Do this >> Please reproduce the court order excerpt below word for word, in full.

Supplied passage >>
-------------------------

F.M.A.T. No. 104 of 2009 and (C.A.N. 843 of 2009)
G.E. Capital Transportation Financial Services Ltd.
Versus
Prasanta Dana
This appeal is preferred against Order No. 15 dated 17th January, 2009 passed by the learned Trial Judge. In this case, according to the plaintiffrespondent, he had paid Rs. 3,87,806/- and on his own showing, the balance due is Rs. 3,95,488/- in accordance with the agreement. The monthly rate of instalment at which the plaintiff paid was Rs. 23,264/- and 13 instalments were paid. In this case, the learned Trial Judge granted the initial interim order on 21st November, 2007 but after obtaining the ad interim order of injunction, no further amount of instalment has been paid. In such circumstances, we extend the ad interim order of injunction on condition that the plaintiff shall pay within a week from today total amount due for 17 months counting from the month of November, 2007 till March, 2009 at the rate of Rs. 23,264/- amounting to (Rs. 23,264/- x 17) = Rs. 3,95,488/- and will go on making payment at the same rate of Rs. 23,264/- within 7th of every month till the original amount of loan and the agreed amount of interest are paid off or till the disposal of the application whichever is earlier. First of such payment should be made by April 7, 2009; in default of payment of such amount the interim order will stand vacated. If the amount is so paid, the interim order will continue till the disposal of the application before the learned Trial Judge. There will be, however, unconditional ad interim order of injunction restraining the appellant from taking possession of the vehicle for a week from today.
F.M.A.T. No. 172 of 2009 and (C.A.N. 1301 of 2009)
G.E. Capital Transportation Financial Services Ltd.

-------------------------

(Pointing dataset records)
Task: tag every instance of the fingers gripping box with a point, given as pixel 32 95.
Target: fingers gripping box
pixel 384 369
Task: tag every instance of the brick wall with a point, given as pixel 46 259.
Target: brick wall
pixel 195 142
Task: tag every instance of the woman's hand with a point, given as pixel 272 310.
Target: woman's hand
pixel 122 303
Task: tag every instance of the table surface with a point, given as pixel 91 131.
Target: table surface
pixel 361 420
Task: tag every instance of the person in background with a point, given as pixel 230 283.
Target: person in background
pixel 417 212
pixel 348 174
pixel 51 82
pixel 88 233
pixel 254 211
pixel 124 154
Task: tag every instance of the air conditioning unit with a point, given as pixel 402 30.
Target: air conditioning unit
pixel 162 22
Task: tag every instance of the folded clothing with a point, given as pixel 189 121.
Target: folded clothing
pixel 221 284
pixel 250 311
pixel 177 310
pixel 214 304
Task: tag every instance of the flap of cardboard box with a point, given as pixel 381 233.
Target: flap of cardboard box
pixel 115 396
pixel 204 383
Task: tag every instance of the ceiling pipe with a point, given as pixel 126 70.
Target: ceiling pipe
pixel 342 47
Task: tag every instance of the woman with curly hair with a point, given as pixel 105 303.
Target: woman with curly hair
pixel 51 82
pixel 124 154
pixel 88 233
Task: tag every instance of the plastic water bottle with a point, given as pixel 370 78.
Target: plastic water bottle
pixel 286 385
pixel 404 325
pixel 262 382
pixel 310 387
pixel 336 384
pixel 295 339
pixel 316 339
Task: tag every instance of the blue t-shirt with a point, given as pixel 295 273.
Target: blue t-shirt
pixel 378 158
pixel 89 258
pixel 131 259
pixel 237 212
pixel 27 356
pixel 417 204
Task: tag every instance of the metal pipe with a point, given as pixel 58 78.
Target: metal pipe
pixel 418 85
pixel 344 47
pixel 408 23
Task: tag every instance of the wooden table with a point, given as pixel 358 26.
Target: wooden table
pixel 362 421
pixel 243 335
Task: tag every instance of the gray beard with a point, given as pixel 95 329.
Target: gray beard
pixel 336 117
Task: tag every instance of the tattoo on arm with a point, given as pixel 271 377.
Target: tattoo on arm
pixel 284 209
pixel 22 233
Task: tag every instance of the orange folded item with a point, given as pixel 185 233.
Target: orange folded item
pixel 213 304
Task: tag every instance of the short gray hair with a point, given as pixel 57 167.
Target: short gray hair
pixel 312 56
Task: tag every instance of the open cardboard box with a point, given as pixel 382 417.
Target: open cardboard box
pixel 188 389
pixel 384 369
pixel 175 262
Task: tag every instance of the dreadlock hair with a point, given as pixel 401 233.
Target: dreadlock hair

-------------------------

Response >>
F.M.A.T. No. 104 of 2009 and (C.A.N. 843 of 2009)
G.E. Capital Transportation Financial Services Ltd.
Versus
Prasanta Dana
This appeal is preferred against Order No. 15 dated 17th January, 2009 passed by the learned Trial Judge. In this case, according to the plaintiffrespondent, he had paid Rs. 3,87,806/- and on his own showing, the balance due is Rs. 3,95,488/- in accordance with the agreement. The monthly rate of instalment at which the plaintiff paid was Rs. 23,264/- and 13 instalments were paid. In this case, the learned Trial Judge granted the initial interim order on 21st November, 2007 but after obtaining the ad interim order of injunction, no further amount of instalment has been paid. In such circumstances, we extend the ad interim order of injunction on condition that the plaintiff shall pay within a week from today total amount due for 17 months counting from the month of November, 2007 till March, 2009 at the rate of Rs. 23,264/- amounting to (Rs. 23,264/- x 17) = Rs. 3,95,488/- and will go on making payment at the same rate of Rs. 23,264/- within 7th of every month till the original amount of loan and the agreed amount of interest are paid off or till the disposal of the application whichever is earlier. First of such payment should be made by April 7, 2009; in default of payment of such amount the interim order will stand vacated. If the amount is so paid, the interim order will continue till the disposal of the application before the learned Trial Judge. There will be, however, unconditional ad interim order of injunction restraining the appellant from taking possession of the vehicle for a week from today.
F.M.A.T. No. 172 of 2009 and (C.A.N. 1301 of 2009)
G.E. Capital Transportation Financial Services Ltd.